##### Data to use #####

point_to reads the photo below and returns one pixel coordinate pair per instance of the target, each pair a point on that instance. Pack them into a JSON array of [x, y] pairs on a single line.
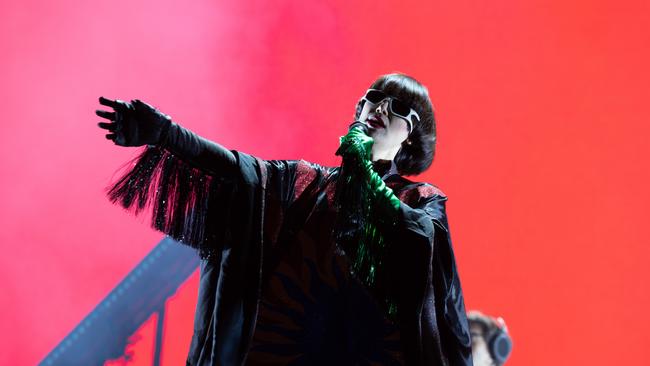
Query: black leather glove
[[137, 123], [133, 124]]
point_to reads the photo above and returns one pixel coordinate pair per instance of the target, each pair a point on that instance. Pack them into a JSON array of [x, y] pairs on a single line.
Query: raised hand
[[133, 124]]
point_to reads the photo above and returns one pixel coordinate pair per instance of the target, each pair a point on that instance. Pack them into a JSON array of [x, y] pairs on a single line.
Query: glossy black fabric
[[257, 218]]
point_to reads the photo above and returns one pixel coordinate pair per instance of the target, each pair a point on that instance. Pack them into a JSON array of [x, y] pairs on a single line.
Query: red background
[[542, 149]]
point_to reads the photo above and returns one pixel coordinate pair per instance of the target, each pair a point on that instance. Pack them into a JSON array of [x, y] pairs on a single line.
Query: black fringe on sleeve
[[188, 204]]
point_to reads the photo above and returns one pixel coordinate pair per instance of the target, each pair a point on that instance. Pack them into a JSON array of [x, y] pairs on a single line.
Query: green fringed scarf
[[366, 209]]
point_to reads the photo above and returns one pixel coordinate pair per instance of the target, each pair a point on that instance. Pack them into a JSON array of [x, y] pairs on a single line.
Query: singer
[[304, 264]]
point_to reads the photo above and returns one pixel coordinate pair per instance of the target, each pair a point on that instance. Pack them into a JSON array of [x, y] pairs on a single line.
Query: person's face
[[387, 130]]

#####

### To do
Reproduce the whole listing above word for word, leaving out the picture.

### Answer in full
point_to reads the photo below and returns one pixel coordinate pair per instance of the target, each pair a point on that instance. Pack them into a JSON array of [x, y] pairs on a single line.
Query: black leather glove
[[137, 123], [133, 124]]
point_to reads the photo above and returns one pixel coordinate pair per instance of the target, each pair a point on that instance. Pack them into a JSON array of [x, y] pairs on a single line.
Query: raised hand
[[133, 124]]
point_to reads the photo above and returns one pixel coordinate pair per instance of the target, each pair a point on that instance. Pack them into a JSON array of [x, y] pairs on a single line.
Query: glossy black fabric
[[257, 218]]
point_to reads the photo above and returns one pixel coordinate pair per instance of the target, each pair a point on that instance. Pack them into a JSON array of [x, y] pairs on a single line.
Query: red background
[[542, 149]]
point_to reads the photo above and returns one pixel coordinate pair per instance of the target, each pair a point on that instance. Pack them into a JSON array of [x, y] pairs on a single line.
Query: black fringe on sleeve
[[188, 204]]
point_to reads the photo above and returns one pixel coordinate pair per instance of the target, each pair a point on that instance. Pack them into a JSON array of [x, y] pairs on a single line.
Query: green fringed scarf
[[366, 209]]
point_to reads the photo above and returns one pixel coordinate pair per instance of the target, each pair a point on that instance. Pack them into a JSON array of [x, y] pairs on a single line.
Query: singer
[[304, 264]]
point_to reads the photo above and returns one pixel coordinate pair per instance of the target, each pair a point on that instance. Pack them into a JSON array of [x, y] pairs on a single line.
Query: person's face
[[387, 130]]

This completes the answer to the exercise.